(Excerpts from a location annotation dataset)
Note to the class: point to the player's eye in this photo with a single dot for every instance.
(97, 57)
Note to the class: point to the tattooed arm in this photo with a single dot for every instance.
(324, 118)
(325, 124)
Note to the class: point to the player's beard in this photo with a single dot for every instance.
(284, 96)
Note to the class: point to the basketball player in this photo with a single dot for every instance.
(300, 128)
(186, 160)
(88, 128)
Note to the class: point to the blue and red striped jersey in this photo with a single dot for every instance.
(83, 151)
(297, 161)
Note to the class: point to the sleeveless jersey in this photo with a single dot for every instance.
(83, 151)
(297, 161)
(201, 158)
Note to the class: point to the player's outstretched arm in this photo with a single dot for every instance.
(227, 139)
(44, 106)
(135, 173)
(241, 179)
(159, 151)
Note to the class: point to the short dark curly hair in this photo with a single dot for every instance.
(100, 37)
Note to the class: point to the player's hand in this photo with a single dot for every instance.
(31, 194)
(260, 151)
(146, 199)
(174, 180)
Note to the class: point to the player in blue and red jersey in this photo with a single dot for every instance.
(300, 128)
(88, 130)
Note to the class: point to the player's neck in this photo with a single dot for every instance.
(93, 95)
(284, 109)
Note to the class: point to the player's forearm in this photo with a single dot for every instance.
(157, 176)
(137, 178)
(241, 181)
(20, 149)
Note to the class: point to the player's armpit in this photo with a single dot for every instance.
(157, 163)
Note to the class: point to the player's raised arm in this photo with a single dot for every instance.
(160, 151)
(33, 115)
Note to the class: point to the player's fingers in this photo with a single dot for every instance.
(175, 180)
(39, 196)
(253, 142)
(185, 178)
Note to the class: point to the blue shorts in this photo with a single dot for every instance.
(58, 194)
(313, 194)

> **Given task**: Copy out verbatim the stretch of entries from the line containing "Note to the class: point to the blue shorts" through the end of the entries.

> **Task result**:
Note to the class: point to the blue shorts in this photo with a single dot for every instance.
(58, 194)
(313, 194)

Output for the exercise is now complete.